> [Problem]: Omit images. Retype all entries verbatim.

> [Dataset excerpts]:
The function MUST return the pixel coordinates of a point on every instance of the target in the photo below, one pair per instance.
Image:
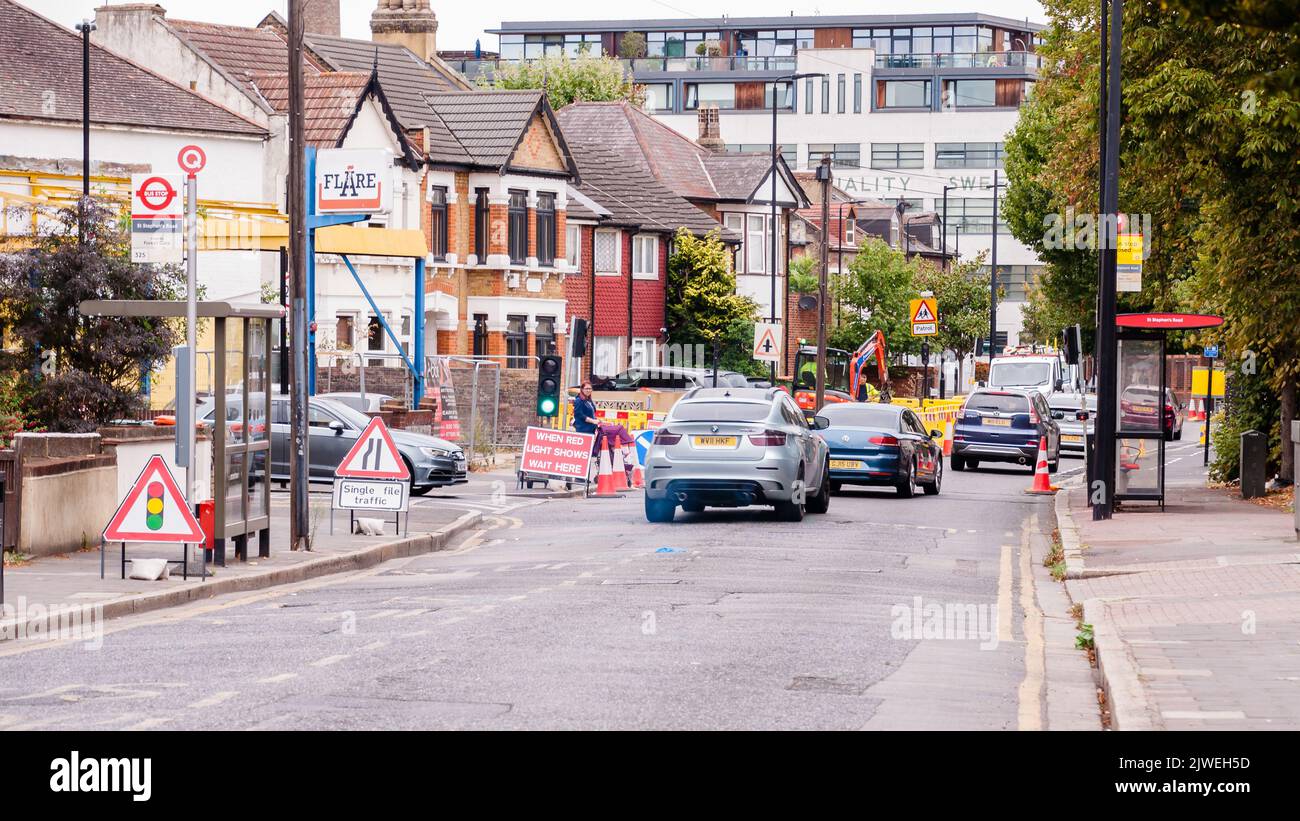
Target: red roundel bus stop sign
(1168, 321)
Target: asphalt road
(579, 613)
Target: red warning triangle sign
(375, 456)
(154, 509)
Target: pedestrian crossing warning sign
(375, 456)
(154, 509)
(924, 317)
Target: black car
(1005, 425)
(874, 443)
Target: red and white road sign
(375, 456)
(191, 160)
(156, 196)
(154, 509)
(557, 452)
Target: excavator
(844, 373)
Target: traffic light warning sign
(154, 509)
(375, 456)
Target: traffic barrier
(605, 487)
(1041, 483)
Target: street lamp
(792, 79)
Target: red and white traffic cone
(1041, 483)
(605, 487)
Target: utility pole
(299, 515)
(85, 27)
(1106, 352)
(823, 176)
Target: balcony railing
(978, 60)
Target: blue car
(1005, 425)
(874, 443)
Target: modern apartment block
(909, 104)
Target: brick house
(620, 231)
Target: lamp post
(792, 79)
(85, 27)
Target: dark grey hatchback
(1005, 425)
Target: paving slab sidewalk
(1195, 611)
(35, 590)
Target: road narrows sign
(154, 509)
(375, 456)
(924, 317)
(767, 346)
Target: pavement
(1195, 609)
(38, 589)
(579, 613)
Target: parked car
(1005, 426)
(736, 447)
(1074, 430)
(1140, 407)
(365, 403)
(672, 378)
(874, 443)
(334, 429)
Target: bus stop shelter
(241, 431)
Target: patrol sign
(924, 316)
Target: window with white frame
(755, 244)
(645, 257)
(644, 352)
(572, 246)
(606, 252)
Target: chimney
(321, 17)
(710, 129)
(406, 22)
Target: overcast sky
(460, 24)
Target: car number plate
(714, 442)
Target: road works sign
(924, 316)
(154, 509)
(767, 346)
(157, 218)
(375, 456)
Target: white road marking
(216, 698)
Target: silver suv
(729, 447)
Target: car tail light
(666, 437)
(768, 439)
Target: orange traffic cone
(605, 487)
(1041, 483)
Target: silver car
(731, 447)
(1073, 430)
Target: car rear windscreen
(849, 416)
(1000, 403)
(720, 412)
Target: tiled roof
(632, 194)
(485, 125)
(406, 78)
(238, 50)
(40, 75)
(329, 101)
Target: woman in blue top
(584, 411)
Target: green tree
(961, 295)
(875, 294)
(702, 304)
(571, 79)
(76, 372)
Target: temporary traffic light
(549, 386)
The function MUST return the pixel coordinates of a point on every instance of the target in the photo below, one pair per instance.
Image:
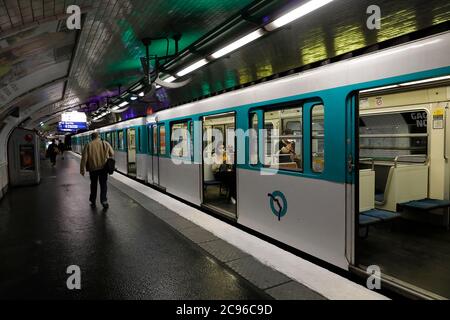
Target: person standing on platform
(62, 148)
(52, 152)
(94, 158)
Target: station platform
(141, 248)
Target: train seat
(382, 215)
(406, 182)
(366, 190)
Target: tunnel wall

> [Answer to this problem]:
The function MUST return the pixel coordinates of a point on every instance of the target in the photo below, one pair per instance.
Image:
Target: red roundel bus stop sign
(1168, 321)
Target: asphalt road
(579, 613)
Target: red warning triangle sign
(375, 456)
(154, 509)
Target: pedestrian crossing warning sign
(375, 456)
(154, 509)
(924, 317)
Target: black car
(1005, 425)
(874, 443)
Target: red and white road sign
(375, 456)
(191, 160)
(156, 196)
(154, 509)
(557, 452)
Target: excavator
(844, 373)
Target: traffic light warning sign
(154, 509)
(375, 456)
Target: traffic barrier
(605, 487)
(1041, 483)
Target: street lamp
(792, 79)
Target: red and white traffic cone
(1041, 483)
(605, 487)
Target: utility pole
(299, 515)
(85, 27)
(1106, 352)
(823, 176)
Target: balcony railing
(978, 60)
Target: blue car
(1005, 425)
(874, 443)
Target: modern apartment block
(909, 104)
Target: brick house
(620, 231)
Target: lamp post
(792, 79)
(85, 27)
Target: dark grey hatchback
(1005, 425)
Target: paving slab sidewalk
(1195, 611)
(35, 590)
Target: road narrows sign
(154, 509)
(375, 456)
(924, 317)
(767, 346)
Target: pavement
(1195, 609)
(38, 589)
(579, 613)
Target: parked car
(1005, 426)
(736, 447)
(1074, 430)
(1140, 407)
(365, 403)
(672, 378)
(874, 443)
(334, 429)
Target: bus stop shelter
(241, 431)
Target: patrol sign
(924, 316)
Target: window with white frame
(755, 244)
(645, 257)
(644, 352)
(572, 246)
(606, 252)
Target: chimney
(321, 17)
(710, 129)
(406, 22)
Target: overcast sky
(460, 24)
Target: car number plate
(714, 442)
Target: road works sign
(924, 316)
(154, 509)
(767, 346)
(157, 218)
(375, 456)
Target: white road marking
(216, 698)
Target: silver suv
(729, 447)
Target: car tail light
(666, 437)
(768, 439)
Target: orange traffic cone
(605, 487)
(1041, 483)
Target: silver car
(731, 447)
(1073, 430)
Target: car rear windscreen
(849, 416)
(1000, 403)
(720, 412)
Target: tiled roof
(632, 194)
(485, 125)
(406, 78)
(238, 50)
(40, 75)
(329, 101)
Target: woman in blue top
(584, 411)
Target: green tree
(961, 295)
(875, 294)
(702, 304)
(571, 79)
(76, 372)
Target: temporary traffic light
(549, 386)
The function MUST return the pixel coordinates of a point on every instance of the target in the photo below, one pair per instance.
Image:
Target: person standing on platform
(62, 148)
(52, 152)
(94, 158)
Target: station platform
(141, 248)
Target: train seat
(382, 215)
(406, 182)
(366, 190)
Target: tunnel wall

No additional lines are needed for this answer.